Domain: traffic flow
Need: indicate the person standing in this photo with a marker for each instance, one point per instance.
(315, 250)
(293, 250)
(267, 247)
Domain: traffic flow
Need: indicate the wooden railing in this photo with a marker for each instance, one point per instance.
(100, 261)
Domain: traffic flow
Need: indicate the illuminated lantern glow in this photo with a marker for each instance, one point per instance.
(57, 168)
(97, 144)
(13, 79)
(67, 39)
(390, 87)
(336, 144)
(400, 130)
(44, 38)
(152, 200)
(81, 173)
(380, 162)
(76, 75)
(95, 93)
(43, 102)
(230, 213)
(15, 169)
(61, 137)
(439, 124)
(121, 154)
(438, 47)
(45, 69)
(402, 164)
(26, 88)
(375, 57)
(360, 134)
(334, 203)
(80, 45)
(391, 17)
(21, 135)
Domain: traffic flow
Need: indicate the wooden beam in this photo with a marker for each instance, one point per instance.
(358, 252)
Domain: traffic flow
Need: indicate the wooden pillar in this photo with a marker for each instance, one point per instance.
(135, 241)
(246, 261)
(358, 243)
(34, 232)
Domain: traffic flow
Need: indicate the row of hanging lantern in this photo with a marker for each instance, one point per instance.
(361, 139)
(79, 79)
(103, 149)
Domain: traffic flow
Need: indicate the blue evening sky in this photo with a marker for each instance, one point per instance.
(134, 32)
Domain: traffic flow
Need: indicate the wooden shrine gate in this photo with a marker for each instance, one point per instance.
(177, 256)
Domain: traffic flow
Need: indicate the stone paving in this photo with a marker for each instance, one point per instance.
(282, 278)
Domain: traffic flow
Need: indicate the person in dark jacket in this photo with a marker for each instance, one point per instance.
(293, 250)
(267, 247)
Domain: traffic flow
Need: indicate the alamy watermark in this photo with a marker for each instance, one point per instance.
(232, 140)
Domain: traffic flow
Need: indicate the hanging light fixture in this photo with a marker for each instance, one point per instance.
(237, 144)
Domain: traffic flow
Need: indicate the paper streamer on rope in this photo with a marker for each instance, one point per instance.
_ _ _ _ _ _ _
- Instruction
The entries above should be repeated exactly, every one of them.

- Exercise result
Domain: traffic flow
Need: indicate the person standing in this photo with a marker for each instance, one point per instance.
(315, 250)
(293, 250)
(267, 247)
Domain: traffic flow
Need: indicate the wooden railing in this photo with a marker for each instance, one point per instance.
(100, 261)
Domain: traffic flow
Need: indicate the illuminated lantern glow in this photo with a marker for each instance, one point per instance.
(57, 168)
(97, 144)
(13, 79)
(67, 39)
(390, 87)
(336, 144)
(400, 130)
(44, 38)
(152, 200)
(81, 173)
(380, 162)
(76, 75)
(95, 93)
(43, 102)
(230, 213)
(15, 169)
(61, 137)
(439, 124)
(121, 154)
(438, 47)
(45, 69)
(402, 164)
(26, 88)
(375, 57)
(360, 134)
(334, 203)
(80, 45)
(391, 17)
(21, 135)
Domain: traffic flow
Need: indicate the wooden beam in this photo with a marker for each instance, one point per instance.
(358, 252)
Domain: traffic flow
Need: indicate the wooden pillar in this photo with a marker for each instance, one point per instance.
(135, 241)
(246, 261)
(358, 243)
(34, 232)
Domain: traffic flow
Need: indicate the row of hanging lantern in this photo with a marker for each instance, one point per instance.
(361, 139)
(79, 79)
(103, 149)
Domain: traffic flow
Need: indicate the blue evening sky in this photo with a marker for each instance, one point per instance.
(134, 32)
Domain: traffic flow
Need: indicate the wooden shrine gate in this photo with a marker for each instance, one point per instance.
(177, 256)
Domain: traffic flow
Need: indicate the stone paving in this photo with a marker for each instance, one point per instance.
(282, 278)
Domain: traffic flow
Need: indicate the person in dark jacket in this photo with a marker for each instance, one point per instance.
(293, 250)
(267, 247)
Domain: traffic flow
Need: indicate the alamy watermark in this photo with a marker for each instance, one point per instance.
(232, 140)
Domain: traffic flow
Need: indicate the hanging light fixture in this photo with a marker for each instance, one point per instance.
(237, 144)
Domain: traffic flow
Need: indicate the paper streamer on rope in this photo with a marker for each instance, one point per instance.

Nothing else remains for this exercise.